__AIM OF THE EXERCISE__. Output, word for word, every line from the line with "query | spot the person wearing" through the final line of the data below.

Items from a data source
__________________________________________________
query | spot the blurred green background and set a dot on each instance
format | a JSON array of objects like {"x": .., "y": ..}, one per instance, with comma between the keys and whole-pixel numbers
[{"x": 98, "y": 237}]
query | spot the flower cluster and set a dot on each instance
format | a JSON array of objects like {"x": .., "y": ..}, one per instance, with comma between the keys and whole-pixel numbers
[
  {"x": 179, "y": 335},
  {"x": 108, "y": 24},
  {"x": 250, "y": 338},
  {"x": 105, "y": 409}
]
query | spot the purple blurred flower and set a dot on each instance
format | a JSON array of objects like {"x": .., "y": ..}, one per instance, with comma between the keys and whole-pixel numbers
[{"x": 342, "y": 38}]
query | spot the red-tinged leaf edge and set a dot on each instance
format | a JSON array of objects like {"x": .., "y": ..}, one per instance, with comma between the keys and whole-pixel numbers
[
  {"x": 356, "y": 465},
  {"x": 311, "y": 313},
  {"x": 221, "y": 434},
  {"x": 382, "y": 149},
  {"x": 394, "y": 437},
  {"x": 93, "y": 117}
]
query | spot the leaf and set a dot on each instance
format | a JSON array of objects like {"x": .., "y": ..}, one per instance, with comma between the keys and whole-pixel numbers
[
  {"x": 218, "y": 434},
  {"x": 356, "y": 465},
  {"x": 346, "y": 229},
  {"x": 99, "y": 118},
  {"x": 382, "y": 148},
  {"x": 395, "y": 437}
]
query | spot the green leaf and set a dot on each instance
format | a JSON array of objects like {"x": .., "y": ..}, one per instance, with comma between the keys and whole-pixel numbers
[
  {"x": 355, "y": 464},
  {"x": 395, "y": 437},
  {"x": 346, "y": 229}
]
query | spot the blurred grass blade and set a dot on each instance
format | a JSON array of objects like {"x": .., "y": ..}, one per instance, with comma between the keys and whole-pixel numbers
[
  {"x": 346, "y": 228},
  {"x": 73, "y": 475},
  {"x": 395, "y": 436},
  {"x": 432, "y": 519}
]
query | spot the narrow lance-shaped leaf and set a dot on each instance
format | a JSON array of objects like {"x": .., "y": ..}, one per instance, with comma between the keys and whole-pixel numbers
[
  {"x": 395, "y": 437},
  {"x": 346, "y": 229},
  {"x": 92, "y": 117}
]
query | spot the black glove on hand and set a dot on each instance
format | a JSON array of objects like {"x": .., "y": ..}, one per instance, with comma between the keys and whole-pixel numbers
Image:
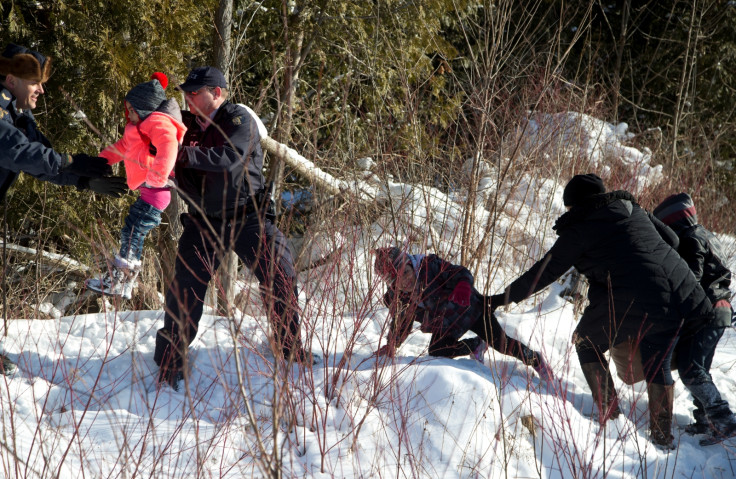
[
  {"x": 90, "y": 166},
  {"x": 114, "y": 186}
]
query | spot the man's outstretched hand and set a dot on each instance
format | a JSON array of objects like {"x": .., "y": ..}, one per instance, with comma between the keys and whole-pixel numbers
[{"x": 90, "y": 166}]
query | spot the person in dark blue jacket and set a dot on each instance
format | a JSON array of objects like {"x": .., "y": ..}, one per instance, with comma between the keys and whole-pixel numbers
[
  {"x": 703, "y": 252},
  {"x": 441, "y": 297},
  {"x": 219, "y": 174},
  {"x": 639, "y": 288},
  {"x": 23, "y": 147}
]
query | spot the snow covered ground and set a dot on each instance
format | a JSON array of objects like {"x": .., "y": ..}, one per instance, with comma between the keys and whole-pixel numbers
[{"x": 84, "y": 402}]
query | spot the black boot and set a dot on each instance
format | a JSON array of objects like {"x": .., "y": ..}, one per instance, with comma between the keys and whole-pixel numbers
[
  {"x": 661, "y": 400},
  {"x": 604, "y": 391}
]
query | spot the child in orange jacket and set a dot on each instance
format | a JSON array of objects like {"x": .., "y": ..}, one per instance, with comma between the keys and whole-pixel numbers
[{"x": 149, "y": 147}]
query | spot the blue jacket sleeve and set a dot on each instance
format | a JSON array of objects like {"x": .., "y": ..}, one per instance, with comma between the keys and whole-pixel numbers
[{"x": 239, "y": 138}]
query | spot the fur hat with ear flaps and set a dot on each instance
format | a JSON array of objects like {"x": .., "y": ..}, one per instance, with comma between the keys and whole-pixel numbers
[
  {"x": 147, "y": 97},
  {"x": 25, "y": 63}
]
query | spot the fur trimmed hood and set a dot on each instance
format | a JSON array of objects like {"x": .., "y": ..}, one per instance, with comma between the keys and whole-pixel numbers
[{"x": 25, "y": 63}]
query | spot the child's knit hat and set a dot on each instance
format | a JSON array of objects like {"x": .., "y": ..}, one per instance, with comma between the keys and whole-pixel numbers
[{"x": 147, "y": 97}]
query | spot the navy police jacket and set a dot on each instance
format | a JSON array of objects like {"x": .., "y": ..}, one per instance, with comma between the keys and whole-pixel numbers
[{"x": 638, "y": 284}]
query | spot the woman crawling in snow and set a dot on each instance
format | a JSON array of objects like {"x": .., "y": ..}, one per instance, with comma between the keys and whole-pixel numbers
[{"x": 440, "y": 296}]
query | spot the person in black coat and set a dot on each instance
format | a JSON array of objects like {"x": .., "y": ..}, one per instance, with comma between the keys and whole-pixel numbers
[
  {"x": 639, "y": 288},
  {"x": 694, "y": 355},
  {"x": 23, "y": 148},
  {"x": 441, "y": 297},
  {"x": 219, "y": 174}
]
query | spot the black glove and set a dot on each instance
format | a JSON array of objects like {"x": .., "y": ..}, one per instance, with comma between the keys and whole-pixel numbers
[
  {"x": 495, "y": 301},
  {"x": 114, "y": 186},
  {"x": 90, "y": 166}
]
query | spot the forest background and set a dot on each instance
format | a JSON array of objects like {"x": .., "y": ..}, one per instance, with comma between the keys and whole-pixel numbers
[{"x": 419, "y": 87}]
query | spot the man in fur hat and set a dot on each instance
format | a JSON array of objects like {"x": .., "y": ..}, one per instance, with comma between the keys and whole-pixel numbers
[{"x": 24, "y": 148}]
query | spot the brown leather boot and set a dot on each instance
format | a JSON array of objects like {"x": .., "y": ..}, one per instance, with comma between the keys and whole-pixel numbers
[
  {"x": 661, "y": 399},
  {"x": 604, "y": 391}
]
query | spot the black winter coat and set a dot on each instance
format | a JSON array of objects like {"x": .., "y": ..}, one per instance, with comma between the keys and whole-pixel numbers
[
  {"x": 24, "y": 148},
  {"x": 637, "y": 281},
  {"x": 429, "y": 305},
  {"x": 220, "y": 169}
]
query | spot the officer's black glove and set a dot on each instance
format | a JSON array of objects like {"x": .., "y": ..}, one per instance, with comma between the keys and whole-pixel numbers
[
  {"x": 90, "y": 166},
  {"x": 114, "y": 186}
]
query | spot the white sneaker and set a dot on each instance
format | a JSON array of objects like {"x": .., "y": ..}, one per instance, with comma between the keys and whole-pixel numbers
[
  {"x": 118, "y": 280},
  {"x": 480, "y": 352}
]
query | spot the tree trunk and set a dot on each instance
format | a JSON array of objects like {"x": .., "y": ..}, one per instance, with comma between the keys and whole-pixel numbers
[{"x": 228, "y": 271}]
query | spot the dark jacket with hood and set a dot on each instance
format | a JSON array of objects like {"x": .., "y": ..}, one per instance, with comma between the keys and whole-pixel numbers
[
  {"x": 220, "y": 169},
  {"x": 429, "y": 305},
  {"x": 699, "y": 247},
  {"x": 637, "y": 281},
  {"x": 24, "y": 148}
]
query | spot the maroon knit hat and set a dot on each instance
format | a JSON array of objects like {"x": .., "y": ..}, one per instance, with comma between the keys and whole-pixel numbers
[{"x": 388, "y": 260}]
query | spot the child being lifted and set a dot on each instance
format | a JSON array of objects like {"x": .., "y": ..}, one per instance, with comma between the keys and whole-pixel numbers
[{"x": 149, "y": 147}]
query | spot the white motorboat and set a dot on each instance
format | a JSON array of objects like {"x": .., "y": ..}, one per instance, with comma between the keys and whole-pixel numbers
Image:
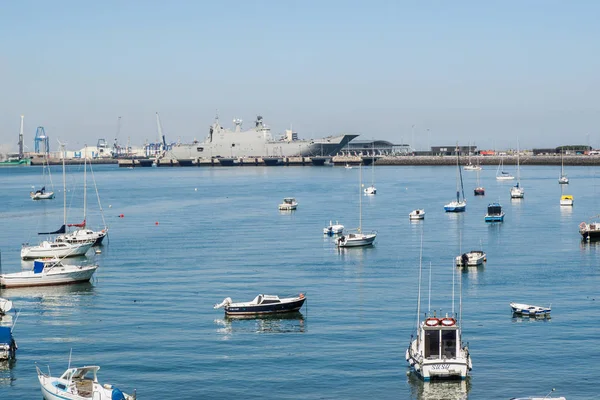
[
  {"x": 262, "y": 304},
  {"x": 289, "y": 204},
  {"x": 546, "y": 397},
  {"x": 5, "y": 306},
  {"x": 438, "y": 352},
  {"x": 333, "y": 229},
  {"x": 472, "y": 258},
  {"x": 79, "y": 383},
  {"x": 530, "y": 310},
  {"x": 8, "y": 346},
  {"x": 416, "y": 214},
  {"x": 502, "y": 175},
  {"x": 370, "y": 190},
  {"x": 55, "y": 249},
  {"x": 48, "y": 272},
  {"x": 566, "y": 200},
  {"x": 356, "y": 237},
  {"x": 83, "y": 234},
  {"x": 41, "y": 194}
]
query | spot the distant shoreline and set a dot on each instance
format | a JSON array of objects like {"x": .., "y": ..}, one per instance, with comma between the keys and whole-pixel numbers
[{"x": 570, "y": 160}]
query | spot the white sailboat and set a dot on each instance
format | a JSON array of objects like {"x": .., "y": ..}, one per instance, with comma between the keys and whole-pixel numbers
[
  {"x": 437, "y": 352},
  {"x": 517, "y": 191},
  {"x": 469, "y": 166},
  {"x": 357, "y": 237},
  {"x": 47, "y": 272},
  {"x": 502, "y": 175},
  {"x": 459, "y": 205},
  {"x": 84, "y": 234},
  {"x": 563, "y": 177},
  {"x": 371, "y": 190},
  {"x": 54, "y": 248}
]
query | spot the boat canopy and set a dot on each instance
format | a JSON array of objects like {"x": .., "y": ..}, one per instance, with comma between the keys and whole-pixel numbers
[
  {"x": 5, "y": 335},
  {"x": 494, "y": 209}
]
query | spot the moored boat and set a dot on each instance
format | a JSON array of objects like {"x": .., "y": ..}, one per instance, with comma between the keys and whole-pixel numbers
[
  {"x": 79, "y": 383},
  {"x": 494, "y": 213},
  {"x": 416, "y": 214},
  {"x": 566, "y": 200},
  {"x": 5, "y": 306},
  {"x": 262, "y": 304},
  {"x": 333, "y": 229},
  {"x": 8, "y": 346},
  {"x": 55, "y": 249},
  {"x": 472, "y": 258},
  {"x": 438, "y": 352},
  {"x": 590, "y": 230},
  {"x": 48, "y": 272},
  {"x": 530, "y": 310},
  {"x": 289, "y": 204}
]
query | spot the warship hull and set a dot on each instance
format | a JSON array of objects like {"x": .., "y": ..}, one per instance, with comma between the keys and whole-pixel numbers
[{"x": 255, "y": 142}]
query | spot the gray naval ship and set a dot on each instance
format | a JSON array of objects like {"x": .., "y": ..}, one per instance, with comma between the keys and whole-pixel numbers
[{"x": 254, "y": 142}]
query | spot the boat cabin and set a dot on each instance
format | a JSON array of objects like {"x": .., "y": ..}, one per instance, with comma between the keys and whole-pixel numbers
[
  {"x": 494, "y": 209},
  {"x": 440, "y": 338}
]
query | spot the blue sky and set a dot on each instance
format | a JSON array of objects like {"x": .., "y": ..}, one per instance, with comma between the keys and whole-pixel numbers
[{"x": 469, "y": 71}]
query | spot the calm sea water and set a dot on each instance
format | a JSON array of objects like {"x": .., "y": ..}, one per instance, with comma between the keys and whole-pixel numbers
[{"x": 192, "y": 236}]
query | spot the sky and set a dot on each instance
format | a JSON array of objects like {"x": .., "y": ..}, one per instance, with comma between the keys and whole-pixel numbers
[{"x": 493, "y": 74}]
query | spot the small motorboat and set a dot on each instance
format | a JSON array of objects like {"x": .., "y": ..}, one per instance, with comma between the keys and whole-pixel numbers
[
  {"x": 41, "y": 194},
  {"x": 46, "y": 272},
  {"x": 471, "y": 259},
  {"x": 566, "y": 200},
  {"x": 8, "y": 346},
  {"x": 79, "y": 383},
  {"x": 333, "y": 229},
  {"x": 416, "y": 215},
  {"x": 5, "y": 306},
  {"x": 495, "y": 213},
  {"x": 546, "y": 397},
  {"x": 590, "y": 230},
  {"x": 529, "y": 310},
  {"x": 262, "y": 304},
  {"x": 289, "y": 203},
  {"x": 55, "y": 249}
]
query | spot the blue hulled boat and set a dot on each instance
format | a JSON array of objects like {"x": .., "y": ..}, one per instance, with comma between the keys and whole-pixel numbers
[{"x": 263, "y": 304}]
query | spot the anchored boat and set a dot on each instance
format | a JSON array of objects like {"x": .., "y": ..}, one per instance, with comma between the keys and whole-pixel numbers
[{"x": 262, "y": 304}]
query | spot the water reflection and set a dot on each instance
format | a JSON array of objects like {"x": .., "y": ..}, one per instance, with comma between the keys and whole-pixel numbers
[
  {"x": 438, "y": 390},
  {"x": 284, "y": 323},
  {"x": 519, "y": 318}
]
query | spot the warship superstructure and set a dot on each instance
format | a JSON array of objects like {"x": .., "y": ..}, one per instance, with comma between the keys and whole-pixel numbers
[{"x": 255, "y": 142}]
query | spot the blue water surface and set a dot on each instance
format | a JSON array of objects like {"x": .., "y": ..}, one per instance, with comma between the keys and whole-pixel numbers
[{"x": 188, "y": 237}]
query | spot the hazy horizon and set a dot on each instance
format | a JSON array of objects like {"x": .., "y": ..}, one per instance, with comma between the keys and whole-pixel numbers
[{"x": 483, "y": 73}]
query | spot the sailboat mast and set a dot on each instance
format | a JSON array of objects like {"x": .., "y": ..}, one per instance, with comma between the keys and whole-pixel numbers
[
  {"x": 85, "y": 188},
  {"x": 62, "y": 146},
  {"x": 360, "y": 198},
  {"x": 419, "y": 295}
]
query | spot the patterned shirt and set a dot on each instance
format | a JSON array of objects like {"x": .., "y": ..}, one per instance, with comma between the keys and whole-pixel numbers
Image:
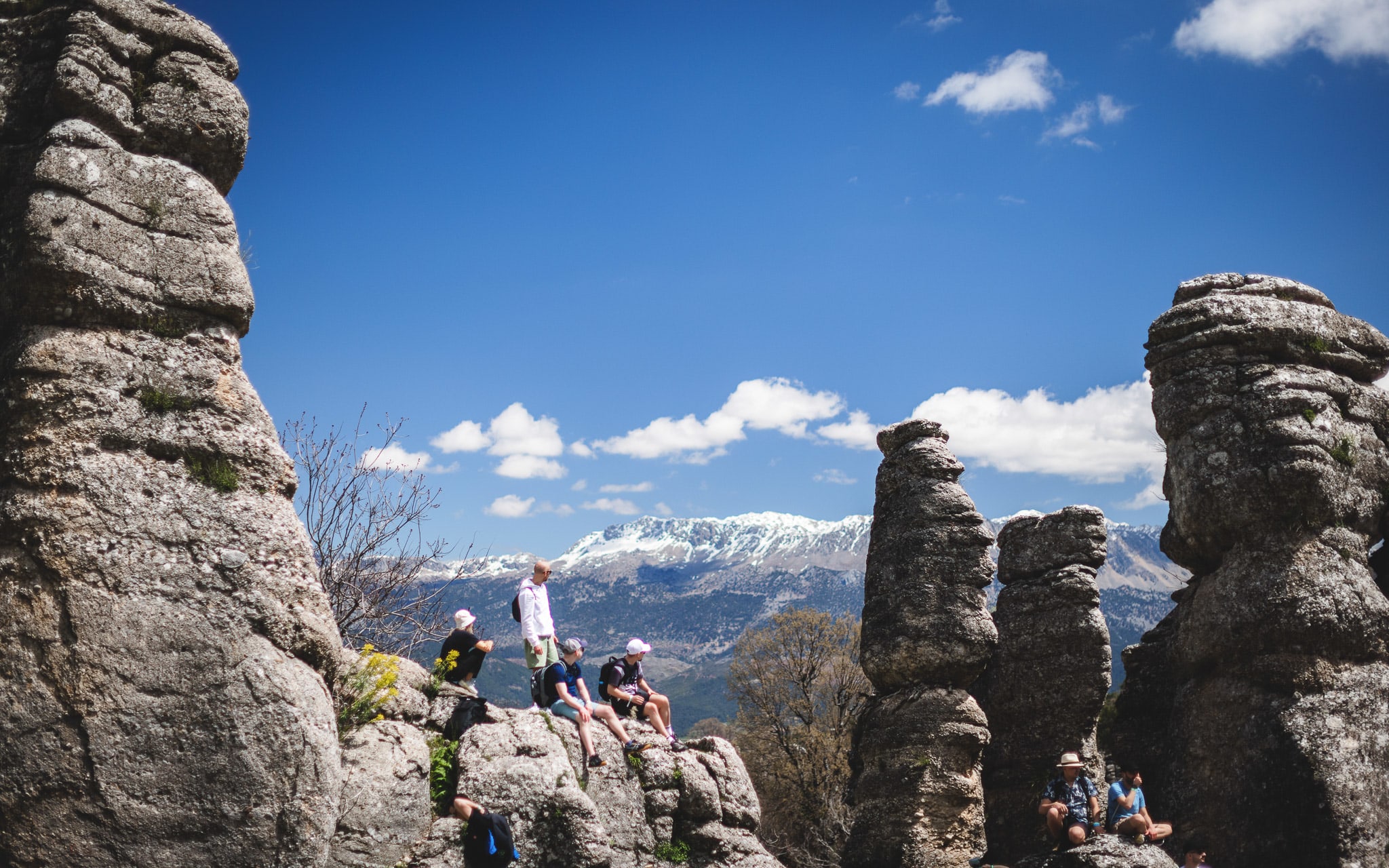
[{"x": 1074, "y": 796}]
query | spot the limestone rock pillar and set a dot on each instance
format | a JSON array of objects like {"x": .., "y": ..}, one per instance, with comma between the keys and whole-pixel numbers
[
  {"x": 927, "y": 635},
  {"x": 165, "y": 638},
  {"x": 1260, "y": 705},
  {"x": 1049, "y": 677}
]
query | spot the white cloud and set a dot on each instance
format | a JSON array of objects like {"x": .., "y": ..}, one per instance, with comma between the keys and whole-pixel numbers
[
  {"x": 1084, "y": 116},
  {"x": 510, "y": 506},
  {"x": 856, "y": 434},
  {"x": 1263, "y": 30},
  {"x": 612, "y": 505},
  {"x": 1021, "y": 79},
  {"x": 1112, "y": 111},
  {"x": 530, "y": 467},
  {"x": 393, "y": 458},
  {"x": 463, "y": 438},
  {"x": 772, "y": 403},
  {"x": 621, "y": 489},
  {"x": 1103, "y": 437},
  {"x": 523, "y": 442},
  {"x": 834, "y": 477}
]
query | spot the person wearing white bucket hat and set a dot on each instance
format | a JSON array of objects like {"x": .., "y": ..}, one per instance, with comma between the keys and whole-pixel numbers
[
  {"x": 469, "y": 653},
  {"x": 1070, "y": 803},
  {"x": 624, "y": 685}
]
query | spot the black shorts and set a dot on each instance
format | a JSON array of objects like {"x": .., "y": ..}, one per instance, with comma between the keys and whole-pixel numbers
[{"x": 625, "y": 709}]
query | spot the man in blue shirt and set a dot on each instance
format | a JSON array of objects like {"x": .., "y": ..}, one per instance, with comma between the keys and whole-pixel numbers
[
  {"x": 568, "y": 696},
  {"x": 1070, "y": 802},
  {"x": 1129, "y": 808}
]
__________________________________________________
__EXERCISE OUTPUT__.
query | spot the person wearing white bucket hat and set a dot on each instance
format | a JSON array of objects like {"x": .., "y": ..}, one per instance, with comma between the keys and whole-pixel numbers
[
  {"x": 469, "y": 653},
  {"x": 1070, "y": 803},
  {"x": 624, "y": 685}
]
query | spot the black shorts and set a dot on each instance
format | a JSON array of objects like {"x": .., "y": ..}, one per instance, with comma between the keys and whole-pixel numbers
[{"x": 625, "y": 709}]
query | spot the man in blue shirt and set a dot on each instance
format | a JSON array of objects like {"x": .., "y": ..}, one per instance, with comma between the keys and whole-pixel numbers
[
  {"x": 568, "y": 696},
  {"x": 1070, "y": 802},
  {"x": 1129, "y": 808}
]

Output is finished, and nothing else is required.